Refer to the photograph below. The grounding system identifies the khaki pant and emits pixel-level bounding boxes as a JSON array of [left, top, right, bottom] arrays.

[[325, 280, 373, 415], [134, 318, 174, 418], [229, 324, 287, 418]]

----

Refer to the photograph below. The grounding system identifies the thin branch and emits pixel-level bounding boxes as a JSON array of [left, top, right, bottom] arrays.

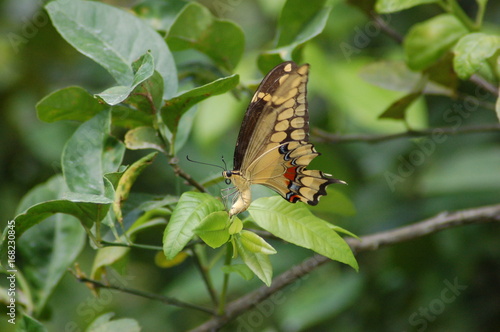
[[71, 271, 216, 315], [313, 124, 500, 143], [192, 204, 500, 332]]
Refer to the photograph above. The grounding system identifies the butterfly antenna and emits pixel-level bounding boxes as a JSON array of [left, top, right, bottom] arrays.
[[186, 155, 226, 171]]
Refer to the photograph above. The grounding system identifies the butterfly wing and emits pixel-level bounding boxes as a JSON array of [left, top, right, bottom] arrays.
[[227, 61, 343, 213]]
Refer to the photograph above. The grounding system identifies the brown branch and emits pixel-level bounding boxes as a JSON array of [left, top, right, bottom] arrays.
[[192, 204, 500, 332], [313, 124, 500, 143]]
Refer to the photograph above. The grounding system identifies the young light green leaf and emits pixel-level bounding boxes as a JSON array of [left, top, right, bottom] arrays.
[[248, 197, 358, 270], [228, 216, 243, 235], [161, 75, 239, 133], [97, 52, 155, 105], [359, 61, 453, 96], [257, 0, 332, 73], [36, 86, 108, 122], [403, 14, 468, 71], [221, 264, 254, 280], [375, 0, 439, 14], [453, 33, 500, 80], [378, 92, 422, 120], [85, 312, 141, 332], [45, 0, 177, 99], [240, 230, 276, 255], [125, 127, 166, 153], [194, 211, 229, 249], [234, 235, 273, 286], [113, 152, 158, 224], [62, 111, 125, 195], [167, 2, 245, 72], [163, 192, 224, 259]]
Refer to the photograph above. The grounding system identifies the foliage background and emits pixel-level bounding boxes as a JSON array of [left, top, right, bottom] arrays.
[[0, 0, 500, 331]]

----

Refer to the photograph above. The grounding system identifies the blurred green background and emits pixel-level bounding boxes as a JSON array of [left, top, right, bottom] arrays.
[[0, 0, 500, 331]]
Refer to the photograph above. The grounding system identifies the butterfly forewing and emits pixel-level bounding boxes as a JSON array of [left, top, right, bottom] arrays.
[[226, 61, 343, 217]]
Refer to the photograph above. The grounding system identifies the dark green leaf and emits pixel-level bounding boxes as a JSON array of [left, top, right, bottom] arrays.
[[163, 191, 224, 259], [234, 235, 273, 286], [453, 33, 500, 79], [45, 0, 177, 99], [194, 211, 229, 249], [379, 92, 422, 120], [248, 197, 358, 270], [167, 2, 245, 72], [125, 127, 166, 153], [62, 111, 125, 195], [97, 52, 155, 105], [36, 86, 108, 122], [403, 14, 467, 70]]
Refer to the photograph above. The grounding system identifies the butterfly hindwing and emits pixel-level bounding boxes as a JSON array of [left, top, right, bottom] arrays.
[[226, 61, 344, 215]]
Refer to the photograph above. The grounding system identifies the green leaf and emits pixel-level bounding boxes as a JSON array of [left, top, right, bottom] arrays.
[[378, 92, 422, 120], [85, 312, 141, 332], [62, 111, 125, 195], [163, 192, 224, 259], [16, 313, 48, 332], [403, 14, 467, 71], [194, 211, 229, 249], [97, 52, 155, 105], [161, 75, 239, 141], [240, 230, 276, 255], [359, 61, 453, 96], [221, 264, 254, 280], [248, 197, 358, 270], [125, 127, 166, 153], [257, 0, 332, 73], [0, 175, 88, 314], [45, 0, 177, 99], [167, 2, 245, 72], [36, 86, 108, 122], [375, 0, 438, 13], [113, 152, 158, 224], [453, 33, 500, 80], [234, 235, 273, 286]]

----

Work to complete:
Rewrite the lines from the one containing "identifies the khaki" through the one containing "324, 287, 418]]" as a numbered list. Leave out any blank lines.

Final result:
1. Refer to the photograph below. The grounding system identifies the khaki pant and emits pixel-level bounding boxes as a JSON array of [left, top, right, bottom] arrays.
2. [[325, 280, 373, 415], [134, 318, 174, 418], [229, 324, 287, 418]]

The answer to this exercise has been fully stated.